Modern and Contemporary Wing

Through February, 2013

The Philadelphia Museum of Art is presenting an installation of works by Joseph Cornell (American, 1903-1972), one of the pioneers of the art of assemblage who was widely admired for his exquisite collages and box constructions. Including rarely-shown objects, this installation brings together for the first time all works by the artist in the Museum’s collection.

Among the highlights is Cornell’s fragile and rarely exhibited Untitled Book Object (Journal d’Agriculture Pratique et Journal de l’Agriculture) (1933–45). It is a turn-of-the-century French agricultural manual transformed by Cornell through intricate manipulations of its pages, ranging from foldings and cutouts to insertions of drawings and objects. These interventions turn the book into a unique artwork and an extraordinary example of Cornell’s particular working method. In addition to works from the Museum’s collection, five works by Cornell loaned from private collections are also on view.

In the 1940s, Cornell became a member of the expatriate Surrealist circles in New York. Although he never identified himself with the movement, he is frequently considered to be one of the leading American Surrealist artists. To construct his objects, Cornell employed found materials such as antique photographs, magazine clippings, maps, and art reproductions, as well as an array of objects, from pipes and ball bearings to dolls and discarded commercial packaging. A self-taught artist, he also worked as a textile designer and graphic designer, and experimented with sculpture and film.

* [Information shown]
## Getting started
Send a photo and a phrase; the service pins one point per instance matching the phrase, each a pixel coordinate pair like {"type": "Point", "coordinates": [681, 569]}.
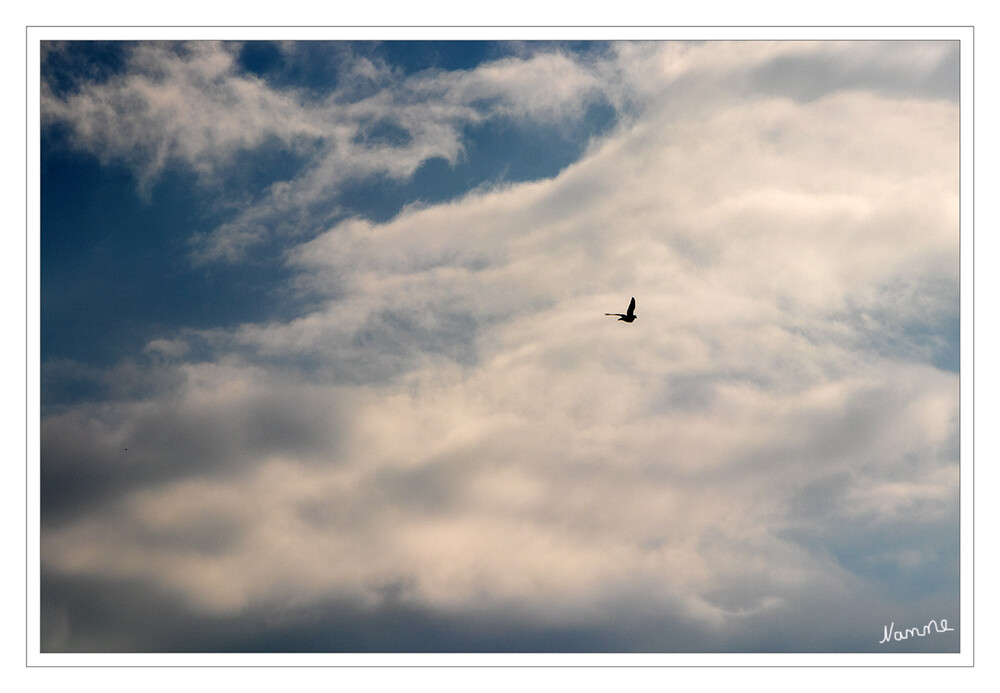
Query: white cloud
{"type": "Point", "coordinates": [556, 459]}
---
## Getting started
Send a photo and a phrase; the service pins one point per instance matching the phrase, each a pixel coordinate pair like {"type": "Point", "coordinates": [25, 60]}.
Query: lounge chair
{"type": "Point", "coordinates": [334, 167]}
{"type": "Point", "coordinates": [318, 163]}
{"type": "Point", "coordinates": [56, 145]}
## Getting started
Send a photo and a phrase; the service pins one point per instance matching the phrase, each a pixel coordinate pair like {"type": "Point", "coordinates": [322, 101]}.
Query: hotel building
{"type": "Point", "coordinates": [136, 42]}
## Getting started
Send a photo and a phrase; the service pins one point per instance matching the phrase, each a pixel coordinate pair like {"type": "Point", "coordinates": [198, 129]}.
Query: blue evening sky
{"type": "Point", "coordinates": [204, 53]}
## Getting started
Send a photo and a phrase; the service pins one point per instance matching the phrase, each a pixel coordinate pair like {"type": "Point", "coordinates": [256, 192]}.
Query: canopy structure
==
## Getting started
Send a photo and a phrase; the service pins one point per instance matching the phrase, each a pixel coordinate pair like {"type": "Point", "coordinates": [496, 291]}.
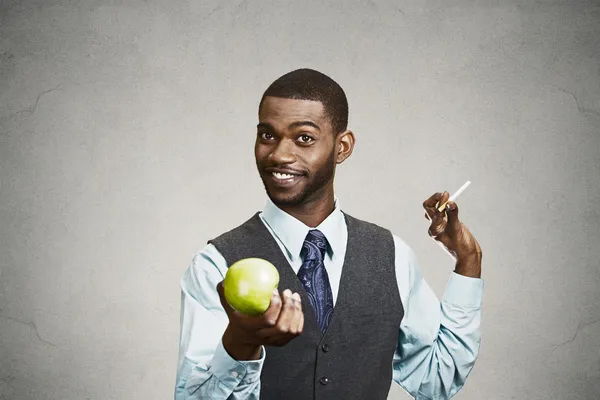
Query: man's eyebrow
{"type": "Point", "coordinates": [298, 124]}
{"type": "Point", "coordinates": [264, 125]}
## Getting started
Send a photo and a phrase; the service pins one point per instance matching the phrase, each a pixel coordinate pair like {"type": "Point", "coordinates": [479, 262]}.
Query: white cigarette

* [Given request] Reproduce the entire Joseph Cornell text word for word. Rely only on the Joseph Cornell text.

* [Problem solution]
Modern and Contemporary Wing

Through February, 2013

The Philadelphia Museum of Art is presenting an installation of works by Joseph Cornell (American, 1903-1972), one of the pioneers of the art of assemblage who was widely admired for his exquisite collages and box constructions. Including rarely-shown objects, this installation brings together for the first time all works by the artist in the Museum’s collection.

Among the highlights is Cornell’s fragile and rarely exhibited Untitled Book Object (Journal d’Agriculture Pratique et Journal de l’Agriculture) (1933–45). It is a turn-of-the-century French agricultural manual transformed by Cornell through intricate manipulations of its pages, ranging from foldings and cutouts to insertions of drawings and objects. These interventions turn the book into a unique artwork and an extraordinary example of Cornell’s particular working method. In addition to works from the Museum’s collection, five works by Cornell loaned from private collections are also on view.

In the 1940s, Cornell became a member of the expatriate Surrealist circles in New York. Although he never identified himself with the movement, he is frequently considered to be one of the leading American Surrealist artists. To construct his objects, Cornell employed found materials such as antique photographs, magazine clippings, maps, and art reproductions, as well as an array of objects, from pipes and ball bearings to dolls and discarded commercial packaging. A self-taught artist, he also worked as a textile designer and graphic designer, and experimented with sculpture and film.